*** Begin section ***
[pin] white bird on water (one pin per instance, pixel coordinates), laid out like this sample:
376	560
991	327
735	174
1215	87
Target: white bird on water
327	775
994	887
*** End section ***
*** Begin section ***
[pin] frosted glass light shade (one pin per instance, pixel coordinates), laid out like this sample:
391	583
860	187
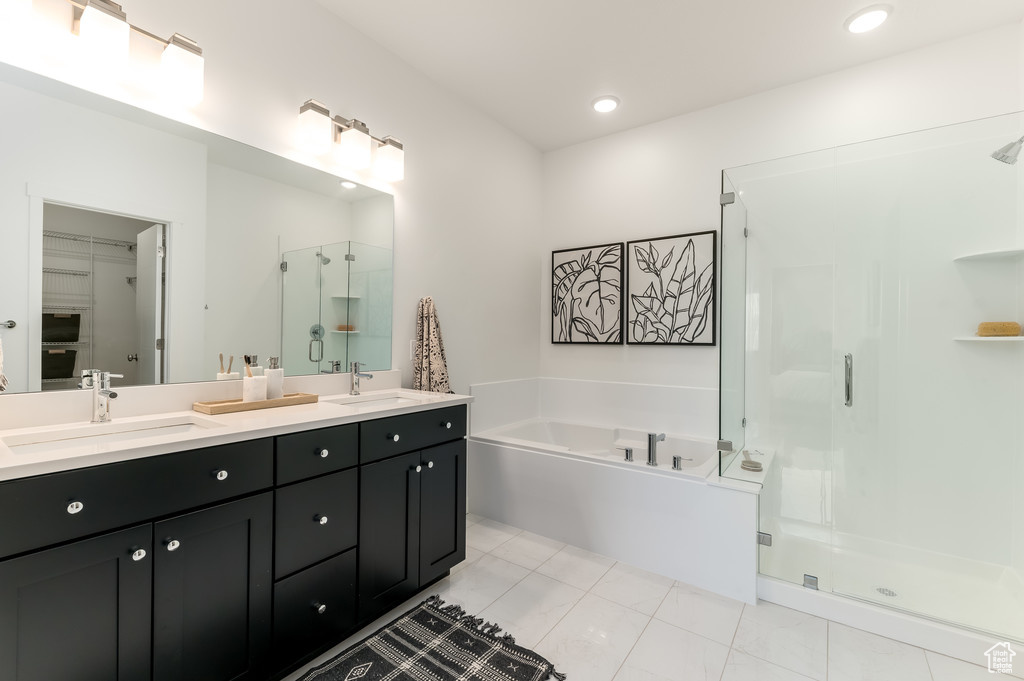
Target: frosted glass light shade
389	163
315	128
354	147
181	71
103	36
*** End section ***
*WHAT YOU SHOULD DO*
State the number of lines in the records above that contain the string "laid", and give nothing else.

*RESULT FOR THIS EXERCISE*
2